Request:
Return the complete listing that follows, with each line reproduced exactly.

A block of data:
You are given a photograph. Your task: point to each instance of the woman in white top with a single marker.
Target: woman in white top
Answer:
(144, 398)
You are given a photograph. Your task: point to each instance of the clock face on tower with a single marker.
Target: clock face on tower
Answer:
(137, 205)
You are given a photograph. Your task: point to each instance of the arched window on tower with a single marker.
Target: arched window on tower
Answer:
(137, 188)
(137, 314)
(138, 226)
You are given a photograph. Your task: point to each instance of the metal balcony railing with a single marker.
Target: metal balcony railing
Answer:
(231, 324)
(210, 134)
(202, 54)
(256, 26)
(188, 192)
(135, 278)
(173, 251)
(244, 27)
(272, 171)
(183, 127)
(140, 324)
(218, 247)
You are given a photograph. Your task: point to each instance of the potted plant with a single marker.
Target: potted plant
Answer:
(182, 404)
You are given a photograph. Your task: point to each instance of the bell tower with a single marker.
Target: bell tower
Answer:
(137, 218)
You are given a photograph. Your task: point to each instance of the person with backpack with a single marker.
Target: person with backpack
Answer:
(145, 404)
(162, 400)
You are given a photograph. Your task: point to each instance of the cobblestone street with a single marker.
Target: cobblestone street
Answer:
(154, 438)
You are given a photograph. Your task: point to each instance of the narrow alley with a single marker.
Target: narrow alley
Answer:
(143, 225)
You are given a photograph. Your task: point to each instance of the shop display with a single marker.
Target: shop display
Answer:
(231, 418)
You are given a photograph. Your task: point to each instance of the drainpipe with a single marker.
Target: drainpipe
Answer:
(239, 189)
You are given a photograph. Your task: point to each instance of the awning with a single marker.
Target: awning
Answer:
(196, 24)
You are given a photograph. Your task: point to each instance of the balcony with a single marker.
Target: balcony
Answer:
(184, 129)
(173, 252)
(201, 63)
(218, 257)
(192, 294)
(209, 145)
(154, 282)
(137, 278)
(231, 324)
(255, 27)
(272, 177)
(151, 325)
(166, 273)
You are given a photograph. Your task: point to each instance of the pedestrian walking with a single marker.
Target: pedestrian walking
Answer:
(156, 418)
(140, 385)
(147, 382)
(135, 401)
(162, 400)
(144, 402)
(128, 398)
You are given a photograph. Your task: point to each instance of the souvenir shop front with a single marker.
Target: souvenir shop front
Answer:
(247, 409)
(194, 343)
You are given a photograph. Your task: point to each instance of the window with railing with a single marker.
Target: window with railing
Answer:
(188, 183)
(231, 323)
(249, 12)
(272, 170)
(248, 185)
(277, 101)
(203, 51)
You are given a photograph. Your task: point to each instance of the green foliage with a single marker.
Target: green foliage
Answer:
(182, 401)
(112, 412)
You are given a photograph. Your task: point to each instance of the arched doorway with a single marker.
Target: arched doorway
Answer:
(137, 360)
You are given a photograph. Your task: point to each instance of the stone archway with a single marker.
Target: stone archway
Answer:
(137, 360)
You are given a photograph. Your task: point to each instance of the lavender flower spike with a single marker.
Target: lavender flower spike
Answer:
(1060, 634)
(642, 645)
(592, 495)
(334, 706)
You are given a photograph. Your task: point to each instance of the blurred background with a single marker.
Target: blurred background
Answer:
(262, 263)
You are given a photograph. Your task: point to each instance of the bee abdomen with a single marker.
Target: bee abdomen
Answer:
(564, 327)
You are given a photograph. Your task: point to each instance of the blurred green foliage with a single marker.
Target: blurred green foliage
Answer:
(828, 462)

Answer to the exercise:
You are given a photograph. Your task: point to each instance of the woman in white top with a single marker.
Target: woman in white top
Answer:
(144, 398)
You are given a photograph. Your task: point to each instance of the clock face on tower with a single marker.
Target: clock face on tower
Answer:
(137, 205)
You are given a photograph. Your task: point to each instance of the arched window on tower with a single marker.
Target: arched window on tower
Answer:
(137, 188)
(137, 314)
(138, 226)
You are given a photograph. Your task: point to each instance of the metal balcony railing with a single marker.
Target: metal balcony railing
Answer:
(231, 324)
(210, 134)
(202, 54)
(256, 26)
(188, 192)
(135, 278)
(173, 251)
(244, 27)
(272, 171)
(183, 127)
(140, 324)
(218, 247)
You are given a photograph. Your task: point to each instance of the potted plant with a single marker.
Target: potted plant
Answer:
(182, 404)
You are given a photograph. Your task: point to each instance of the bell tower with a single marker.
Target: bell tower
Answer:
(137, 218)
You are given a photograph. Your task: point to each instance of the person with backpack with a single marker.
Target: person with backpack
Answer:
(145, 404)
(162, 400)
You are given a photograph. Your task: point to each instance of the cobblestone street with a single marker.
Target: cobblestone street
Answer:
(154, 438)
You are given a photograph. Your task: point to each instance of the narrow alley with a single marker.
Target: narrow alley
Answer:
(143, 225)
You are given a photograph. Your task: point to each instance of the shop display with a single marker.
Target: shop display
Answer:
(231, 418)
You are given a photograph. Your task: point to each instance of the drainpipe with a single marker.
Target: drainpipe
Answer:
(239, 189)
You are given a photograph. Your task: point to each instance of the awning with a single marker.
Target: awning
Answer:
(196, 24)
You are given a photograph. Your task: point to each instance of the balcony with a single marker.
Target: balcony
Answer:
(184, 129)
(173, 252)
(201, 63)
(218, 257)
(192, 294)
(209, 145)
(154, 282)
(137, 278)
(231, 324)
(255, 27)
(272, 177)
(151, 325)
(166, 273)
You are given a photograph. Your task: point to each instance of the pedestrian walking with a single marker.
Target: pedestrian walking
Answer:
(156, 418)
(140, 385)
(147, 382)
(135, 401)
(162, 400)
(144, 402)
(128, 398)
You are given a photograph. Your task: point to each instance of the souvenir shop front with a single marker.
Target: souvenir shop front
Answer:
(247, 409)
(194, 343)
You are given a photograph. Your task: point to each instance of the window with railing with a single marker.
Target: window with railing
Answer:
(188, 183)
(231, 323)
(249, 12)
(272, 170)
(248, 185)
(277, 101)
(203, 51)
You are given a photograph. Your task: point to each instance of the green foliage with a single marker.
Target: green foliage
Answer:
(182, 401)
(112, 412)
You are given a photograph. Your task: point to each instance of the arched doorway with a single marker.
Target: arched doorway
Answer:
(137, 360)
You are given a photograph. Your task: point to each instance of the stone archway with a single marker.
Target: stone archway
Answer:
(137, 360)
You are given a photograph. Your task: point to each instance of the lavender flower spike with a single marker.
Target: lavender flower spike
Answer:
(1060, 634)
(642, 645)
(592, 495)
(334, 706)
You are given a photograph. Your task: point to each instance of the blurred background with a single marker.
Target: blurred background
Answer:
(262, 263)
You are given a photograph. Your task: point to each instance of the bee abdomen with a single marker.
Target: bee abdomen
Answer:
(564, 327)
You are given a photograph. Your task: point to each instance of the blurred green foliage with a single marker.
Target: blurred green foliage
Answer:
(828, 462)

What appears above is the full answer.